_Petunjuk dan Syarat:_ Tulis semua istilah berbahasa Inggris yang muncul dalam tanda kurung di tulisan tentang masa jabatan presiden di bawah ini.

Oleh: Boy Yendra Tamin
Menarik apa yang dikemukakan Mohammad Fajrul Falaakh dalam tulisannya di Kompas (20/8/2010), bahwa masa jabatan presiden ditentukan selama lima tahun dan periode jabatannya paling lama dua kali (Pasal 7 UUD 1945, ”Presiden dan Wakil Presiden memegang jabatan selama masa lima tahun, dan sesudahnya dapat dipilih kembali dalam jabatan yang sama hanya untuk satu kali masa jabatan”). Ketentuan ini lebih memastikan salah satu ciri sistem presidensial, yaitu masa jabatan yang tetap (fixed term) dan terbatas (limited tenure). Ini juga merupakan rekayasa konstitusi (constitutional engineering) bagi pergantian presiden secara berkala.
Jika demikian halnya, maka tidak ada yang istimewa dari gagasan yang dilontarkan Ketua DPP Partai Demokrat Ruhut Sitompul yang mengusulkan perubahan batas periode jabatan, Selain karena gagasan pembatasan peride jabatan Presiden dalam UUD 1945 hasil amandemen dilakukan melalui kajian mendalam dan bahkan belajar dari fakta sejarah di negera ini pada saat UUD 1945 tidak memuat batasan periode jabatan presiden.
Lantas apa perlunya gagasan perubahan periodesasi jabatan presiden itu dilontarkan Ruhut, jika kemudian Presiden Susilo Bambang Yudhoyono (SBY) memberikan respon dengan menegaskan, ia akan mengakhiri jabatannya sebagai presiden pada akhir periode kedua dan tidak akan berupaya memperpanjang masa kepemimpinannya dengan mengubah konstitusi (Kompas.19/8/2010). Sejenak orang boleh mengira gagasan perpanjangan periodesasi jabatan presiden hanya ide dan pendapat pribadi Ruhut. Jika demikian halnya, maka diskursus soal gagasan perpajangan peridesasi jabatan presiden melalui perubahan UUD 1945 tentu usai sudah. Tetapi ada sisi lain yang perlu dipertimbangkan untuk dikembangkan lebih jauh perihal perubahan ketentuan UUD 1945 mengenai periodesasi jabatan presiden dan tentu tidak dalam konteks gagasan Ruhut yang dipersepsikan banyak orang berkaitan dengan kepemimpinan Presdien SBY yang sudah pada periode ke-dua.
Pembatasan Tidak Sepenuhnya Menjadi Ukuran.

_Daftar Data:_

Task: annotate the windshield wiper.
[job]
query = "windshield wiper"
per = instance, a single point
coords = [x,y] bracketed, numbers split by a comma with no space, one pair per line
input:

_Hasil Tugas Ini:_
fixed term
limited tenure
constitutional engineering